[Supplied material]
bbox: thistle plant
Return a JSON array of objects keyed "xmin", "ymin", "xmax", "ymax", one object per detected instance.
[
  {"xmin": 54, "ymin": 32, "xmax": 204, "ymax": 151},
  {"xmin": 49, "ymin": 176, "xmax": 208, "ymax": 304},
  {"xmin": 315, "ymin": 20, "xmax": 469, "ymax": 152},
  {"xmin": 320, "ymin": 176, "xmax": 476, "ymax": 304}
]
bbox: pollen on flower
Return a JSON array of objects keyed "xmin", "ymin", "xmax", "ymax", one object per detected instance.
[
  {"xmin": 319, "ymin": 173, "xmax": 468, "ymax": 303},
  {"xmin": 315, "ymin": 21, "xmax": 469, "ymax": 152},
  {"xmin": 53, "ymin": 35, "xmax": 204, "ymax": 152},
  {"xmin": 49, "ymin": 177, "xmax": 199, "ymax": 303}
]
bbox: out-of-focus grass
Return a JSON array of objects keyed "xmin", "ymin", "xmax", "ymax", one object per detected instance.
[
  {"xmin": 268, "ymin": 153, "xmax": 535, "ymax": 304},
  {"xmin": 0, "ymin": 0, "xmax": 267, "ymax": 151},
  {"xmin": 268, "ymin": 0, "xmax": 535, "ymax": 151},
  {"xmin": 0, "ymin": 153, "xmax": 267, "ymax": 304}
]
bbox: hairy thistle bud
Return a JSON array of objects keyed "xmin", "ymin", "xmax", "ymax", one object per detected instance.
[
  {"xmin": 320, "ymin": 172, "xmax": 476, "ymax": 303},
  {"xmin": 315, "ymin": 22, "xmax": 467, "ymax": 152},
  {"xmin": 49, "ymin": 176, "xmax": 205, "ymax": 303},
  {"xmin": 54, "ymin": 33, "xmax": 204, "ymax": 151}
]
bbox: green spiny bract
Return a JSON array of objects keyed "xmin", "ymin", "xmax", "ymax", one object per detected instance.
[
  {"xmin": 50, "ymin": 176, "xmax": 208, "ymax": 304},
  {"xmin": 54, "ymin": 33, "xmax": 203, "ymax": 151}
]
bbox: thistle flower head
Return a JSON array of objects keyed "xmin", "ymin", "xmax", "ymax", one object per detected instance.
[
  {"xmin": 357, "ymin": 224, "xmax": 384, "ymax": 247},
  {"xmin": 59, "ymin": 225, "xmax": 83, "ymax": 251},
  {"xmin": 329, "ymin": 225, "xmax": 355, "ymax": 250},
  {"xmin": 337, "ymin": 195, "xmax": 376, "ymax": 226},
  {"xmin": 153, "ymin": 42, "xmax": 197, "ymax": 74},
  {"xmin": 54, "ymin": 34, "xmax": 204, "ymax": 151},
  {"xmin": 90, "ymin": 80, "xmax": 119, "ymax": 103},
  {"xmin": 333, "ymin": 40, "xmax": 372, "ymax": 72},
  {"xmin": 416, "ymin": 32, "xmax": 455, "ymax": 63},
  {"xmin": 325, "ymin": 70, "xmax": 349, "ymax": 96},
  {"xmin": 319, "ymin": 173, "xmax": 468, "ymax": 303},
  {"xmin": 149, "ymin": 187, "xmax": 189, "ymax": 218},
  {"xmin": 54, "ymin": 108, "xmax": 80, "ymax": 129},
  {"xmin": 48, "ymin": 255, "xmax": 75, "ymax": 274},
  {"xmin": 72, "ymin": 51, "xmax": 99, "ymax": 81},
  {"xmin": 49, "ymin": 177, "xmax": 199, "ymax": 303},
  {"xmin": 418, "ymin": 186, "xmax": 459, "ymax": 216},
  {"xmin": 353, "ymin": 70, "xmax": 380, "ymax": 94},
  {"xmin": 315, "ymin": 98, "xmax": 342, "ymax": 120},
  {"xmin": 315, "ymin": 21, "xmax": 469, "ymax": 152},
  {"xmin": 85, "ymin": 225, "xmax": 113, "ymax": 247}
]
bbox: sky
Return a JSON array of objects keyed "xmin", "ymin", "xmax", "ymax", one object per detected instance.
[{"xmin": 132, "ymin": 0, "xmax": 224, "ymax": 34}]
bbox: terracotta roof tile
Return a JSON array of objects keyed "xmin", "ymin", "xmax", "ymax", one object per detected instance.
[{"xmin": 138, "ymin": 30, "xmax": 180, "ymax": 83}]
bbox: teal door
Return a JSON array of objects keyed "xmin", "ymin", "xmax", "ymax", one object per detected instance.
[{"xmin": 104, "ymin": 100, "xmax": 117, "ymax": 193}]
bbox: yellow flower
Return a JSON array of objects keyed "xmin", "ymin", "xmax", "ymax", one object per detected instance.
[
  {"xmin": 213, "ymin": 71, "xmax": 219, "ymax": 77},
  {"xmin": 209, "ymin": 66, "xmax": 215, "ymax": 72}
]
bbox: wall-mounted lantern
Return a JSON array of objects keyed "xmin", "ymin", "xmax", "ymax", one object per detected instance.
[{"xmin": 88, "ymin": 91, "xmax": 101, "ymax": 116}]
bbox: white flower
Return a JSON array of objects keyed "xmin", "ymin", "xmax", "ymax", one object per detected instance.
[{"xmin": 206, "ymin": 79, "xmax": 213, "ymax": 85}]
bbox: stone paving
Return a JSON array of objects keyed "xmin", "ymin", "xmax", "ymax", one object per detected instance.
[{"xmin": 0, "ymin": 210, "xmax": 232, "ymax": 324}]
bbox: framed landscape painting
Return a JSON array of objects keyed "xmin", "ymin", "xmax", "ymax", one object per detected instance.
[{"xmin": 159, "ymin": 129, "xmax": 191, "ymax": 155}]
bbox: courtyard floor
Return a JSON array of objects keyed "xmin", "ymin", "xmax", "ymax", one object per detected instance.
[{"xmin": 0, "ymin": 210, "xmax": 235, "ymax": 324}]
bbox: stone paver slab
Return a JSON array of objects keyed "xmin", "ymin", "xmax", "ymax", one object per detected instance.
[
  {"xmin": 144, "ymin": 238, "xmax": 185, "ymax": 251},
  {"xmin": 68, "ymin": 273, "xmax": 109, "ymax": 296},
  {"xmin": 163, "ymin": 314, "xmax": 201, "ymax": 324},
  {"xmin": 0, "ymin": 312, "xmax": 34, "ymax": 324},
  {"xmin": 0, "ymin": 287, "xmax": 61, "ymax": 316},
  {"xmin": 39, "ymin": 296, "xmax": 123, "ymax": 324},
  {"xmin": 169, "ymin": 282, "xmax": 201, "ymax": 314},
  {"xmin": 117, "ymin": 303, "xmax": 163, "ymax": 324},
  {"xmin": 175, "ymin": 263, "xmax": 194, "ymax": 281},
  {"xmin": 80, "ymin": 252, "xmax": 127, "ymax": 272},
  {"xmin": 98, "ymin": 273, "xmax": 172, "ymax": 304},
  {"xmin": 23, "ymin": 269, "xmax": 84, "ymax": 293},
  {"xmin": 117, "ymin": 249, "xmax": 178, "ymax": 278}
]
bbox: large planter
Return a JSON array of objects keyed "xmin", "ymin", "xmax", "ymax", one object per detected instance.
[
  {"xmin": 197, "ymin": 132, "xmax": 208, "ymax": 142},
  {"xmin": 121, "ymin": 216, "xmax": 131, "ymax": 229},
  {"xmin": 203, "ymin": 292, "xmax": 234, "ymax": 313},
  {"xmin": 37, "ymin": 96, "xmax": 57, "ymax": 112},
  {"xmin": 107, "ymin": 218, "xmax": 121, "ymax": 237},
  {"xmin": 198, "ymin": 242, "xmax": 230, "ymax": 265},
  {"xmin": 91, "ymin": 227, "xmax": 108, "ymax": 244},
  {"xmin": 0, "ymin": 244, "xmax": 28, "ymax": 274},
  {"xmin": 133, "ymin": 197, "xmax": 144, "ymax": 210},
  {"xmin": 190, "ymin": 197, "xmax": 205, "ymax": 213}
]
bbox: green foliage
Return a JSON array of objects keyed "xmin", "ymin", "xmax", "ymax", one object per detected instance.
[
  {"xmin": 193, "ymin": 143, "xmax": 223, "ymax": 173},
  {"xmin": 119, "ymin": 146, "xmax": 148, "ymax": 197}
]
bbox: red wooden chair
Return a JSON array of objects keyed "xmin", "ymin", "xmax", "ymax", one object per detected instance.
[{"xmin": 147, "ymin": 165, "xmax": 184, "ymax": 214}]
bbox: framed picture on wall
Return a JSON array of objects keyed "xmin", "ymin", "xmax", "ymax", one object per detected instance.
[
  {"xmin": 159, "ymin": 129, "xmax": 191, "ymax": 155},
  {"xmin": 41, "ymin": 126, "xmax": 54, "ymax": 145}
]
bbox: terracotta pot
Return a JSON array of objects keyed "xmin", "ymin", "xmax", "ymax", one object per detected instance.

[Task requirements] State how many lines in the listing above contain the word "flower", giving the number alone.

[Written solution] 4